Instruction – Please copy out the records below with "instance" changed to "occurrence" everywhere it occurs, leaving everything else unchanged.

+++

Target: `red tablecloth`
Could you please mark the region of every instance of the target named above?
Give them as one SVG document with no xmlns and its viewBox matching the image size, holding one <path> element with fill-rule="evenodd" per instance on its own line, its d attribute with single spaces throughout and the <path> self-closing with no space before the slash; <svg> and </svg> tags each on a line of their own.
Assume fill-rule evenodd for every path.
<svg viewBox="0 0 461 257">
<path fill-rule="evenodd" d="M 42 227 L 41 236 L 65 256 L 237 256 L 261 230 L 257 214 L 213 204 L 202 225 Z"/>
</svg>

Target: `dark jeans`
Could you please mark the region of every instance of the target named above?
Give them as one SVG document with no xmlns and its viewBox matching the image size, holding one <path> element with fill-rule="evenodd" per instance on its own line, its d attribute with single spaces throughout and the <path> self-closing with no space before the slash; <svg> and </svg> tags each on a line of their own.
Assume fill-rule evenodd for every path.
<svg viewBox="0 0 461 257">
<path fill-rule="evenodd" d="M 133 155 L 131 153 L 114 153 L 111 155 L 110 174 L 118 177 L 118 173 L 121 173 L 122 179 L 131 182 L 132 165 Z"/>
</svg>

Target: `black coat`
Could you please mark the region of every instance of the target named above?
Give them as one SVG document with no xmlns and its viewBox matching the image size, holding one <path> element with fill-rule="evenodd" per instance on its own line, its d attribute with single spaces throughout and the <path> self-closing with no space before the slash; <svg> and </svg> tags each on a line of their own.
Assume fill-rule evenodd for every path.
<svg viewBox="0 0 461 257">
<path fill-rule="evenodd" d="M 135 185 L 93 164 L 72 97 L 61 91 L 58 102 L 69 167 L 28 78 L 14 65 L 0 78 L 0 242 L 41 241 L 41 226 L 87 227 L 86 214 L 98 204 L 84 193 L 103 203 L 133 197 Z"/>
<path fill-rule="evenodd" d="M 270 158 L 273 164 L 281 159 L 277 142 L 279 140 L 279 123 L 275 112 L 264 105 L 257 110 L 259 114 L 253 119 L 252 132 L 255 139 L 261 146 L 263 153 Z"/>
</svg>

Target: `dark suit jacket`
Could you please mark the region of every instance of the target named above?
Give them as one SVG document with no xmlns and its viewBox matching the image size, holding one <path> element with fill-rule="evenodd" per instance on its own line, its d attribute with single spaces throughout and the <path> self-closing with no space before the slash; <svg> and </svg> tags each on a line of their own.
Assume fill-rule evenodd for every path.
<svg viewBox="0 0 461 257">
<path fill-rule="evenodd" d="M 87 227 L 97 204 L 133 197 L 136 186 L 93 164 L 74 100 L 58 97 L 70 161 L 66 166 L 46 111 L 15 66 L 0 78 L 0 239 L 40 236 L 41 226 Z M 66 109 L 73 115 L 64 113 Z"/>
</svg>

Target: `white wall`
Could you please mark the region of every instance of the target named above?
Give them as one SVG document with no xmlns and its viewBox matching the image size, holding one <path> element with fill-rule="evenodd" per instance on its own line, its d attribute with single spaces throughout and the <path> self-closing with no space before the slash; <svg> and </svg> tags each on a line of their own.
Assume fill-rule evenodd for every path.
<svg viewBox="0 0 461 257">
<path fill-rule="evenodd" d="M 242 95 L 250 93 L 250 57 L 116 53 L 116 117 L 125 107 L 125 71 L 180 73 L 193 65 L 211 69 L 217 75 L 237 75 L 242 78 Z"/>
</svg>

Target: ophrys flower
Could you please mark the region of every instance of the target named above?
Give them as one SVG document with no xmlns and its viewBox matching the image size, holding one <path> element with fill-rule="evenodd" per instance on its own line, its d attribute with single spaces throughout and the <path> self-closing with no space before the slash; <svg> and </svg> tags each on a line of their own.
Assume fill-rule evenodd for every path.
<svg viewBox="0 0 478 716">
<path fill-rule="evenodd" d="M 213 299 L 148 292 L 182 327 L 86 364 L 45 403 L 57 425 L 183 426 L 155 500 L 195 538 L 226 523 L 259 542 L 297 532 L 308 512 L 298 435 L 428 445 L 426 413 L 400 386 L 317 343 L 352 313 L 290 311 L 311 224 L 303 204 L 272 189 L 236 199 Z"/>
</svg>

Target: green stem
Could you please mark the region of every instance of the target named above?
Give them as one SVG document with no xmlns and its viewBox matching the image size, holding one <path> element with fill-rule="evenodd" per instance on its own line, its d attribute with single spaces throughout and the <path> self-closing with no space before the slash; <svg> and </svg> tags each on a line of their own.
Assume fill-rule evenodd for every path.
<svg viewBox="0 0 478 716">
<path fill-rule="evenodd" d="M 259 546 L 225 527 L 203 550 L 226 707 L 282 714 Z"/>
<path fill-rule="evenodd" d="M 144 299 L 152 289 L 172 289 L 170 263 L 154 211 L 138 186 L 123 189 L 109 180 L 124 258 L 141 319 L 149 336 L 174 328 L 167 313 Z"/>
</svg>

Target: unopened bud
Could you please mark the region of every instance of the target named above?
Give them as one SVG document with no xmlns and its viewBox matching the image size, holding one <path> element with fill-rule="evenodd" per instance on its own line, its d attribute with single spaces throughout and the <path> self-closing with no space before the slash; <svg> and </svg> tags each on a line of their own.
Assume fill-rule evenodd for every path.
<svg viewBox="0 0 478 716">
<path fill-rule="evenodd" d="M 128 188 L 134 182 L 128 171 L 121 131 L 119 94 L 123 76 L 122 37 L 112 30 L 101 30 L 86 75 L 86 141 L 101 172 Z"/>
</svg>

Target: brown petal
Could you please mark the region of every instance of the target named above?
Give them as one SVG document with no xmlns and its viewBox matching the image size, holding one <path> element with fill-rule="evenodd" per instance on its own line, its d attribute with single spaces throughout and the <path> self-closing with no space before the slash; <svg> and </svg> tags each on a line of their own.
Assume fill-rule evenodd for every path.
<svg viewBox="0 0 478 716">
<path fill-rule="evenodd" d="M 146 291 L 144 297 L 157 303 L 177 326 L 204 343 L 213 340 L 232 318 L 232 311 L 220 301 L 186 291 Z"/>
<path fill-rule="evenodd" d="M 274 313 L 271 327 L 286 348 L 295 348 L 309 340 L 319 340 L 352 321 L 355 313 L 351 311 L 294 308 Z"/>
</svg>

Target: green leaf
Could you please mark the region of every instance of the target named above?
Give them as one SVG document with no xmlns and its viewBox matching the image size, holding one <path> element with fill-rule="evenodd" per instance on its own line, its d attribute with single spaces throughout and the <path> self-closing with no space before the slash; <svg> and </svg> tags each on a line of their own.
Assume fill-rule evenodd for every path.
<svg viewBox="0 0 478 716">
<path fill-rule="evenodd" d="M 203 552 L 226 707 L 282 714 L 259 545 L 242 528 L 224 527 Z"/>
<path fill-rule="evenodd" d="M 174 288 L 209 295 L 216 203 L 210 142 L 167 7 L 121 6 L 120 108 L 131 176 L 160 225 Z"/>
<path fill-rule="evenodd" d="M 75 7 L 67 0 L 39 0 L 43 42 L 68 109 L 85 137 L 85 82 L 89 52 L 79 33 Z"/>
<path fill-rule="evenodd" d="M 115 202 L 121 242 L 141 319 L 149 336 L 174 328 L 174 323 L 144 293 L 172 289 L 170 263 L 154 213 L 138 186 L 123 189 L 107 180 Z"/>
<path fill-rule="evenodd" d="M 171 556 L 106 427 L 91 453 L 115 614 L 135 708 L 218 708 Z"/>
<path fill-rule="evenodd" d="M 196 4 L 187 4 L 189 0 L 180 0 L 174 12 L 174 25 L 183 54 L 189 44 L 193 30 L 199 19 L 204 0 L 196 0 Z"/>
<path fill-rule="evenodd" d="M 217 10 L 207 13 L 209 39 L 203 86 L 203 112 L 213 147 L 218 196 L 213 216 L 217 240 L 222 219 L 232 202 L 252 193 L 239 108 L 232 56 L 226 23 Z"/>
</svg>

+++

Solution to the problem –
Target: `red tablecloth`
Could you please mark the region of every occurrence of the target named above?
Give them as one SVG document with no xmlns and its viewBox matching the image size, holding one <path> element with fill-rule="evenodd" per occurrence on its own line, its d attribute with single spaces throughout and the <path> self-closing with no space before the slash; <svg> and </svg> tags each on a line of their own.
Assume fill-rule evenodd for every path.
<svg viewBox="0 0 461 257">
<path fill-rule="evenodd" d="M 42 227 L 41 236 L 65 256 L 237 256 L 261 230 L 257 214 L 213 204 L 202 225 Z"/>
</svg>

Target: `dark jeans`
Could you please mark the region of every occurrence of the target named above?
Give them as one SVG document with no xmlns and its viewBox matching the image size, holding one <path> element with fill-rule="evenodd" per occurrence on its own line, its d attribute with single spaces throughout and the <path> self-closing with no space before the slash; <svg> and </svg> tags each on a line of their own.
Assume fill-rule evenodd for every path.
<svg viewBox="0 0 461 257">
<path fill-rule="evenodd" d="M 133 155 L 131 153 L 114 153 L 111 155 L 110 174 L 118 177 L 118 173 L 121 173 L 122 179 L 131 182 L 132 165 Z"/>
</svg>

Target: `black coat`
Could you please mark the region of every occurrence of the target named above?
Give them as one SVG document with no xmlns and its viewBox matching the image size, holding one <path> element with fill-rule="evenodd" per occurrence on its own line, its d attribute with single spaces throughout and the <path> self-closing with no space before the slash; <svg> and </svg> tags each on a line of their own.
Assume fill-rule evenodd for every path.
<svg viewBox="0 0 461 257">
<path fill-rule="evenodd" d="M 135 185 L 93 164 L 72 97 L 61 91 L 58 102 L 69 167 L 28 78 L 14 65 L 0 78 L 0 242 L 41 241 L 41 226 L 87 227 L 86 214 L 98 204 L 84 193 L 103 203 L 133 197 Z"/>
<path fill-rule="evenodd" d="M 270 158 L 273 164 L 281 159 L 277 142 L 279 140 L 279 123 L 275 112 L 264 105 L 257 110 L 259 114 L 253 119 L 252 132 L 255 139 L 261 146 L 263 153 Z"/>
</svg>

Target: `dark suit jacket`
Could you please mark the region of every occurrence of the target named above?
Give them as one SVG document with no xmlns and its viewBox matching the image size, holding one <path> element with fill-rule="evenodd" per occurrence on its own line, its d attribute with single spaces throughout and the <path> self-closing with no space before the slash; <svg> and </svg> tags each on a line of their own.
Assume fill-rule evenodd for every path.
<svg viewBox="0 0 461 257">
<path fill-rule="evenodd" d="M 87 227 L 97 204 L 133 197 L 136 186 L 93 164 L 74 100 L 58 97 L 70 161 L 66 166 L 46 111 L 15 66 L 0 78 L 0 239 L 40 236 L 41 226 Z M 66 109 L 73 115 L 64 113 Z"/>
</svg>

Target: `white wall`
Could you please mark the region of every occurrence of the target named above?
Give them as one SVG document with no xmlns and its viewBox matching the image size, holding one <path> element with fill-rule="evenodd" per occurrence on its own line, its d attribute with single spaces throughout and the <path> self-closing with no space before the slash; <svg> and </svg> tags each on a line of their own.
Assume fill-rule evenodd for every path.
<svg viewBox="0 0 461 257">
<path fill-rule="evenodd" d="M 242 95 L 250 93 L 250 57 L 116 53 L 116 117 L 125 107 L 125 71 L 180 73 L 193 65 L 211 69 L 217 75 L 237 75 L 242 78 Z"/>
</svg>

Target: ophrys flower
Could you please mark the region of every occurrence of the target named above?
Give them as one SVG document with no xmlns and its viewBox matching the image size, holding one <path> element with fill-rule="evenodd" per occurrence on its own line, its d attribute with single spaces throughout and the <path> self-closing with no space before the slash; <svg> and </svg> tags each on a line of their own.
Assume fill-rule evenodd for every path.
<svg viewBox="0 0 478 716">
<path fill-rule="evenodd" d="M 213 299 L 148 292 L 182 327 L 86 364 L 45 403 L 57 425 L 183 426 L 155 500 L 195 538 L 226 523 L 259 542 L 297 532 L 308 512 L 298 435 L 428 445 L 426 413 L 400 386 L 317 343 L 352 313 L 290 311 L 311 224 L 303 204 L 272 189 L 236 199 Z"/>
</svg>

Target: green stem
Could you please mark the region of every occurrence of the target named above?
Give them as one SVG document with no xmlns and its viewBox matching the image size, holding one <path> element with fill-rule="evenodd" per occurrence on its own line, its d attribute with single spaces throughout and the <path> self-closing with no space before the slash; <svg> and </svg> tags each on a line of their own.
Assume fill-rule evenodd for every path.
<svg viewBox="0 0 478 716">
<path fill-rule="evenodd" d="M 259 546 L 225 527 L 203 550 L 226 707 L 282 714 Z"/>
<path fill-rule="evenodd" d="M 144 299 L 152 289 L 172 289 L 170 263 L 154 211 L 138 186 L 123 189 L 109 180 L 124 258 L 141 319 L 149 336 L 174 328 L 167 313 Z"/>
</svg>

Target: unopened bud
Could you please mark the region of every occurrence of the target named above?
Give them as one SVG document with no xmlns and its viewBox matching the image size, holding one <path> element with fill-rule="evenodd" per occurrence on its own line, its d attribute with single spaces throughout and the <path> self-closing with no space before the slash; <svg> and </svg> tags each on a line of their own.
Assume fill-rule evenodd for every path.
<svg viewBox="0 0 478 716">
<path fill-rule="evenodd" d="M 128 188 L 134 182 L 128 171 L 121 131 L 119 94 L 123 76 L 122 37 L 112 30 L 101 30 L 86 75 L 86 141 L 101 172 Z"/>
</svg>

Target: brown petal
Could you please mark the region of every occurrence of the target named above?
Give them as one SVG document with no xmlns and its viewBox matching the image size, holding one <path> element with fill-rule="evenodd" per occurrence on its own line, its d attribute with single spaces throughout and the <path> self-closing with no space before the slash; <svg> and </svg> tags each on a line of their own.
Assume fill-rule evenodd for every path.
<svg viewBox="0 0 478 716">
<path fill-rule="evenodd" d="M 146 291 L 144 297 L 157 303 L 177 326 L 204 343 L 213 340 L 232 318 L 232 311 L 220 301 L 186 291 Z"/>
<path fill-rule="evenodd" d="M 274 313 L 271 327 L 286 348 L 295 348 L 309 340 L 319 340 L 352 321 L 355 313 L 351 311 L 294 308 Z"/>
</svg>

Target: green leaf
Could you please mark the region of every occurrence of the target named above?
Give them as one SVG document with no xmlns and its viewBox matching the image size, holding one <path> element with fill-rule="evenodd" per occurrence on its own line, its d attribute with single spaces throughout and the <path> self-closing with no space before the slash; <svg> and </svg> tags each on a line of their own.
Assume fill-rule evenodd for every path.
<svg viewBox="0 0 478 716">
<path fill-rule="evenodd" d="M 203 552 L 226 707 L 282 714 L 259 545 L 242 528 L 224 527 Z"/>
<path fill-rule="evenodd" d="M 174 288 L 209 295 L 216 203 L 210 142 L 167 7 L 121 6 L 120 108 L 131 176 L 160 225 Z"/>
<path fill-rule="evenodd" d="M 75 7 L 67 0 L 39 0 L 43 42 L 68 109 L 85 137 L 85 82 L 89 52 L 79 33 Z"/>
<path fill-rule="evenodd" d="M 115 202 L 121 242 L 141 319 L 149 336 L 174 328 L 174 323 L 144 293 L 172 289 L 170 263 L 154 213 L 138 186 L 123 189 L 107 180 Z"/>
<path fill-rule="evenodd" d="M 171 556 L 106 427 L 91 453 L 115 614 L 135 708 L 218 708 Z"/>
<path fill-rule="evenodd" d="M 196 4 L 187 4 L 189 0 L 180 0 L 174 12 L 174 25 L 183 54 L 189 44 L 193 30 L 199 19 L 204 0 L 196 0 Z"/>
<path fill-rule="evenodd" d="M 217 10 L 207 13 L 209 39 L 203 86 L 203 112 L 213 147 L 218 196 L 213 216 L 217 240 L 222 219 L 232 202 L 252 193 L 239 108 L 232 56 L 226 23 Z"/>
</svg>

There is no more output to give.